▶ Exercise instructions:
[1] Could you reproduce the stretch of the staffing-shortage account from "Well, I know" through "row 12-hour shifts.", word for word?
[2] What is this sentence from the staffing-shortage account in Spanish: "“I don’t know if I can accept this,” she says with a tone of confusion in her voice as she walks away."?
[3] Can you carry the staffing-shortage account forward, picking up right after its final sentence?

▶ Text:
__________

Later, I’m told that two aides and one nurse have called off. A critical shortage!
Soon, I observe the director of nurses (DON) and the acting assistant director of nurses (ADON) rushing around barking orders with a body language that does not look happy! It’s not too long before the DON bangs through the double doors to my unit and demands to know where my aids are.
“Probably getting patients out of bed,” I respond with an even politeness.
Apparently the DON is using her authority to reassign everyone in the building.
She orders my supervisor to pass ice on the other unit even though she was discharging a patient home and the family is waiting for her paperwork.
She sends the Human Resource (HR) out to take dinner menu’s to patients even though it’s payday Monday and that person should be sending her reports to corporate so we can get paid on Thursday!
The ADON is assigned to start passing meds, but then pulled off that hall to do something else and the billing nurse picks up where she left off passing meds. (Impossible, I think.) Later, an agency nurse comes in as the third nurse in four hours to pass meds on that hall….
Then, the administrator arrives and yells at the DON because she doesn’t like how everyone is being used, and she immediately starts reassigning everyone again - her way…
I believe you get the picture here.
I, in the meantime, take over the discharge and start passing ice on my unit as I keep up with my morning med pass and answer call lights.
Right in the middle of this confusion and frustration, I walk back through the double doors to where the DON is still rushing around.
Ignoring the wild look in her eyes, I hand the envelope to the DON. “I know there’s never a good time for this, but I’m handing you my two-week notice to go contingent” I announce as I place my envelope on the pile of paperwork she holds in her hands.
“I don’t know if I can accept this,” she says with a tone of confusion in her voice as she walks away.
Well, I know she can accept my two-week notice to quit, so I walk back to my unit without another word.
Later, a supervisor’s comment took me by shock when I told her the first thing to go will be those 3-days in a row 12-hour shifts.
“You’re the only nurse I know of that’s been able to do that schedule for more than a month,” she said. “And, you’ve done it for over a year! It’s too stressful and demanding,” she added with a sly smile.
And, they don’t know that I’ve held another nursing job and did photography at the same time! I must be part-angel – or indestructible! Or just plain stupid! They knew it, ‘couldn’t be done’, but let me take the bull by the horns and plow on every other weekend with that schedule.

__________

▶ Record extracts:
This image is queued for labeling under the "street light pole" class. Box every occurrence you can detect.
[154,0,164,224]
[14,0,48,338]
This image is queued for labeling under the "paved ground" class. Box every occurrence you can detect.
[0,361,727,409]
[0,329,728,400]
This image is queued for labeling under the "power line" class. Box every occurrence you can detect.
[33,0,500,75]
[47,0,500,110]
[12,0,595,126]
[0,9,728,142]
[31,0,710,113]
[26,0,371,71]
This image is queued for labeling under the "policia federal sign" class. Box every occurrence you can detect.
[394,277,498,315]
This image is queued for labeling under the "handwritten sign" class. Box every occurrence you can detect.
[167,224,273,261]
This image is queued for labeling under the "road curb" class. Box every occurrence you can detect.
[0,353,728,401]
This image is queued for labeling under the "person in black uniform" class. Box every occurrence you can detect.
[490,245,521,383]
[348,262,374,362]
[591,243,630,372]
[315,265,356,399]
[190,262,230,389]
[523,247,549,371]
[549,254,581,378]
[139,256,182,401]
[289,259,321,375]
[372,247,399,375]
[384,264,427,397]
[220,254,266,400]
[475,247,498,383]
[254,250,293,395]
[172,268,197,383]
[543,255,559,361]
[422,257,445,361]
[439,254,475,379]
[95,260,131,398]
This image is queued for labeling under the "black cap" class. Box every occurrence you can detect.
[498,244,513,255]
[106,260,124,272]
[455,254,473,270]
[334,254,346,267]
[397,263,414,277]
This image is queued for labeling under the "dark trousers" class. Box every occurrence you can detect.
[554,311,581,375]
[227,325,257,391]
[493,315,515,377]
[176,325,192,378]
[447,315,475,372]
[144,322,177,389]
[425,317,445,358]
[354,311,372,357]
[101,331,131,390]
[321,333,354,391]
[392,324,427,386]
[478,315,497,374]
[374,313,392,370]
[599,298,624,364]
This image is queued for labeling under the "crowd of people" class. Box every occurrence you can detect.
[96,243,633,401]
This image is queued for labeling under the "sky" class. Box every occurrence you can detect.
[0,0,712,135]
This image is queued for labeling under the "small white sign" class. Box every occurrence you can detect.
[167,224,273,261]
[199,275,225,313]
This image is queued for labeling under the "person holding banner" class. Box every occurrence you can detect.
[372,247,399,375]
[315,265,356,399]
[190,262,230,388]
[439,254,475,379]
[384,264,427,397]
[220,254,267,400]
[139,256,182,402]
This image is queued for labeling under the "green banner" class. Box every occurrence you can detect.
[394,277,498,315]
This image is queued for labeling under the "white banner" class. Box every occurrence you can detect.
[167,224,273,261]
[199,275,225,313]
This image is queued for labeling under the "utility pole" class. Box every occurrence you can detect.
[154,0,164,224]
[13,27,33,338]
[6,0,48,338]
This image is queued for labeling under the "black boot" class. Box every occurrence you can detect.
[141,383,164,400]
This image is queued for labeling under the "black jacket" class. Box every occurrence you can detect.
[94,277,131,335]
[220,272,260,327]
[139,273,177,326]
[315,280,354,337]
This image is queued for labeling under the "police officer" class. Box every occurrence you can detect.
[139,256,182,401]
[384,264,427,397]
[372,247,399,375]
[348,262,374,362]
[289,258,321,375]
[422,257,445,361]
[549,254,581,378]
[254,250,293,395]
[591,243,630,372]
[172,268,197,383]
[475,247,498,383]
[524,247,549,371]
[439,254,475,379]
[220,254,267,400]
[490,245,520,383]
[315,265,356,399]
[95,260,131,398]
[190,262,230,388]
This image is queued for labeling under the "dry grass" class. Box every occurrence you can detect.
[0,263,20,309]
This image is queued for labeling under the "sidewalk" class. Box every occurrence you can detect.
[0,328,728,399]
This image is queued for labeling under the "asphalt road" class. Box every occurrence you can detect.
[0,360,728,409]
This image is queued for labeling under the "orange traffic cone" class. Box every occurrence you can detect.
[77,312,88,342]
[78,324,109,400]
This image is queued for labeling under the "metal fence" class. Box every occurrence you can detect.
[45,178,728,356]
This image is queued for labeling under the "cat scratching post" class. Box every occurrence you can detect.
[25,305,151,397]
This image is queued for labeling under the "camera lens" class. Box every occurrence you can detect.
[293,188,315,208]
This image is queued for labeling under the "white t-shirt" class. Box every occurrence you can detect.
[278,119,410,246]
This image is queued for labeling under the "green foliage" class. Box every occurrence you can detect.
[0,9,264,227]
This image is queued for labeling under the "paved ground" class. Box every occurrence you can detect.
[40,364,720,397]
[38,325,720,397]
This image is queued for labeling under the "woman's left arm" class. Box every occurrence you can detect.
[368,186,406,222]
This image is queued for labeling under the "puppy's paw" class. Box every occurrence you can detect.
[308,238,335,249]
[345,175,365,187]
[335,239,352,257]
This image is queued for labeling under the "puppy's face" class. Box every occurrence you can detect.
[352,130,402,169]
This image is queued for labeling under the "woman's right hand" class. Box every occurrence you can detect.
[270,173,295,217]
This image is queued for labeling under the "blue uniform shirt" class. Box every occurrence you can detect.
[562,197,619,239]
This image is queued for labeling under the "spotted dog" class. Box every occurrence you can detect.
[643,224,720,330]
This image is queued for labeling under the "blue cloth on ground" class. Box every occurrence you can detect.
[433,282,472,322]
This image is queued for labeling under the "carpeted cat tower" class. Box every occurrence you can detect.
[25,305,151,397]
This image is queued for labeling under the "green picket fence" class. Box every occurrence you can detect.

__________

▶ Answers to the problems:
[1]
Well, I know she can accept my two-week notice to quit, so I walk back to my unit without another word.
Later, a supervisor’s comment took me by shock when I told her the first thing to go will be those 3-days in a row 12-hour shifts.

[2] «No sé si puedo aceptar esto», dice ella con un tono de confusión en la voz mientras se aleja.

[3]
In room 55 I hear what sounds like heartbreaking sobs of distress.
“Hey, what’s wrong?” I ask as I put my arm around the shaking shoulders of an old lady in tears.
“Did you know my husband died and no one told me?” she asks through tears rolling down her face.
“Ohhhh no honey. You forgot. He died four months ago. And, you were in a car accident and you’re in this little hospital until you broken bones heal.”
“I did not! He’s sick and I need to get home to him. Will you take me home now? My husband needs me.”
“Right now I can’t take you home, but in a little while we’ll call your daughter. Maybe she can come see you.”
“I’ll do no such thing. My daughter is at work. You can call her there. But right now I need to get home to my husband!”
Just then another staff person comes into the room and says, “Your husband died four months ago. You have to stay here and get well.” (Not everyone knows how to talk to an Alzheimer’s patient.)
As tears roll down her face and her voice crumbles in grief, the little old 75-year old lady cries out, “My husband died and no one told me. Why didn’t anyone tell me?”
We finally take the out to the nurses’ station area where there is a TV and large table and other people to distract her.
“Have you seen my pocket book?” she asks now.
“Your daughter has your pocketbook and she’ll be here soon.”
“Will she take me home. I need to get to my husband. He needs me.”
“You’re husband died. Don’t you remember?” another staff member tries to help.
“You mean he died and no one told me?” And the wailing and tears start all over again.
In the meantime, someone has left the double doors open the long-term care unit and those patients are wandering to our dining room.
One very very old women shuffles towards a new upholstered chair. She has on a large diaper that is full of stinky brown BM. It hangs loosely and heavily at her sides. I rush to throw a large blanket over the chair before she sits down.
“Oh you go on now and leave me alone,” she yells at me.
Several visitors squirm in discomfort at the odor.
Another patient from the long-term unit makes her way to the nurses’ station area propelling herself along in a wheelchair. Clean and well dressed she looks happy and cheerful.
“Does anyone know how far it is to Springfield?” she asks pleasantly.
“About 55 miles from this area of town,” someone answers.
“Well, I have a Thunderbird out there with a bad transmission but I think it can make it to Springfield. The problem is that someone took my car keys.”
The visitor squirms again.
“Have you seen my pocketbook?”
“Your daughter has it and she’ll be here soon.”
“Will she take me home. My husband is sick and he needs me.”
Before I can “shush” everyone it starts again.
“Don’t you remember? You’re husband had a stroke. You took care of him for a long time but he died four months ago. You were with him when he died.”
“You mean my husband died and no one told me?”
I get on the phone with her doctor asking some something to calm her down. He complains because no one told him she was upset, but reluctantly orders an anti-anxiety pill that may last a couple hours. By the time the night nurse gets here, she will be right back to the forgetful stage of Alzheimers where every fresh memory brings a wave or heartbreak and sad tears.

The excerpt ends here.